▶ EXERCISE PROMPT: Copy out all the entries exactly.

▶ DATA TO PROCESS:

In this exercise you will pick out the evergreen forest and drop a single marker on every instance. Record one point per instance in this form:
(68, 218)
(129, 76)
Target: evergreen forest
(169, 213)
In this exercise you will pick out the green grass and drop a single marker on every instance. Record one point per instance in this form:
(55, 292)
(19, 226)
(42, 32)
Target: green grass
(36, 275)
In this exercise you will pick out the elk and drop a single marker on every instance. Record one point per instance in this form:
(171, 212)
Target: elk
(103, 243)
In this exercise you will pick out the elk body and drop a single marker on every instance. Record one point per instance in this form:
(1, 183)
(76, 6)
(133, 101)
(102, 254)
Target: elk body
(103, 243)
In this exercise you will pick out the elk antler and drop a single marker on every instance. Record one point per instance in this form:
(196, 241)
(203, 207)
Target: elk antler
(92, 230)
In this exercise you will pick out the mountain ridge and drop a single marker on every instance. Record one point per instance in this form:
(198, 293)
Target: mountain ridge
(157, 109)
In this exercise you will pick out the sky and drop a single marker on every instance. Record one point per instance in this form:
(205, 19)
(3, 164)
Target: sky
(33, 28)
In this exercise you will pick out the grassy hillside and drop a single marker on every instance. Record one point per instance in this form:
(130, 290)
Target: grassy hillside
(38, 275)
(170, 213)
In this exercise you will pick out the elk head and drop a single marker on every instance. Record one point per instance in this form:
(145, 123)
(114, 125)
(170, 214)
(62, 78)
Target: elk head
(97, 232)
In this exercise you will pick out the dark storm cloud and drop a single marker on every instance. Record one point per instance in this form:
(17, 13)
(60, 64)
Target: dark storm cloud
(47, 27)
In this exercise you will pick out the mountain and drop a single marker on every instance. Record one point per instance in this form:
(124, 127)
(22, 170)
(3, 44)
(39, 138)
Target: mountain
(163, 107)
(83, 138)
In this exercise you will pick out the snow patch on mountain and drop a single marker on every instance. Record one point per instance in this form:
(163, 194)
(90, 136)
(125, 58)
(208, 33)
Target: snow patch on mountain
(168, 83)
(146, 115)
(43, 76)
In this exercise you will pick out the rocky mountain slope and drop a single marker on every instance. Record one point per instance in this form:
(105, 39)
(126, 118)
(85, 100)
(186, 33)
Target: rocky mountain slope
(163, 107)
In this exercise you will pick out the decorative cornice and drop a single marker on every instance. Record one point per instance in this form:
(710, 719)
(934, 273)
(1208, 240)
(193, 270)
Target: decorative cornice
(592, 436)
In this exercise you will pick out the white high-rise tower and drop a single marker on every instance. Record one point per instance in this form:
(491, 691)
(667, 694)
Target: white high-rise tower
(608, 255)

▶ RESULT OF THIS TASK:
In this exercise you will pick out the evergreen forest and drop a single marker on every instance. Record one point per instance in this form:
(68, 218)
(129, 76)
Target: evergreen forest
(169, 213)
In this exercise you will pick out the green grass and drop a single marker on every instance. Record one point per instance in this form:
(55, 292)
(19, 226)
(42, 32)
Target: green grass
(36, 275)
In this exercise you will pick out the elk and drop a single marker on every instance. Record one point per instance in this form:
(171, 212)
Target: elk
(103, 243)
In this exercise you will pick out the elk body and drop a single marker on every instance. Record one point per instance in this form:
(1, 183)
(76, 6)
(133, 101)
(102, 254)
Target: elk body
(103, 243)
In this exercise you will pick out the elk antler and drop a single marker on every instance. Record one point per instance in this form:
(196, 241)
(203, 207)
Target: elk antler
(92, 230)
In this exercise you will pick out the mountain ridge and drop a single marker on every instance. Record one point per instance in this form:
(198, 293)
Target: mountain ridge
(157, 109)
In this exercise you will pick out the sky and drop a single marker on every instance. Record one point per instance in this form:
(205, 19)
(3, 164)
Target: sky
(33, 28)
In this exercise you will pick out the grassy hillside and drop a single marker on every instance. Record one point per instance in this form:
(130, 290)
Target: grassy hillside
(38, 275)
(170, 213)
In this exercise you will pick out the elk head and drop a single marker on every instance. Record one point per instance in this form:
(145, 123)
(114, 125)
(170, 214)
(62, 78)
Target: elk head
(97, 232)
In this exercise you will pick out the dark storm cloud and drop a single marker on every instance. Record one point per instance in this form:
(17, 13)
(60, 64)
Target: dark storm cloud
(47, 27)
In this exercise you will pick out the mountain and drop a single marker on every instance. Record one point per instance in this form:
(124, 127)
(22, 170)
(3, 44)
(39, 138)
Target: mountain
(163, 107)
(83, 138)
In this exercise you will pick out the snow patch on mountain and drop a single marker on every instance. Record one point per instance in this form:
(163, 194)
(90, 136)
(125, 58)
(208, 33)
Target: snow patch on mountain
(168, 83)
(146, 115)
(43, 76)
In this exercise you will pick out the rocky mountain slope and drop a single marker on every instance. Record one point per instance in this form:
(105, 39)
(126, 118)
(85, 100)
(186, 33)
Target: rocky mountain slope
(163, 107)
In this exercise you will pick out the decorative cornice and drop a single marker on every instance. Record one point per instance in this form:
(710, 719)
(934, 273)
(1208, 240)
(193, 270)
Target: decorative cornice
(592, 436)
In this exercise you will pick out the white high-rise tower and drop a single marker on every instance. Record one point per instance in this form:
(491, 691)
(667, 694)
Target: white high-rise tower
(608, 255)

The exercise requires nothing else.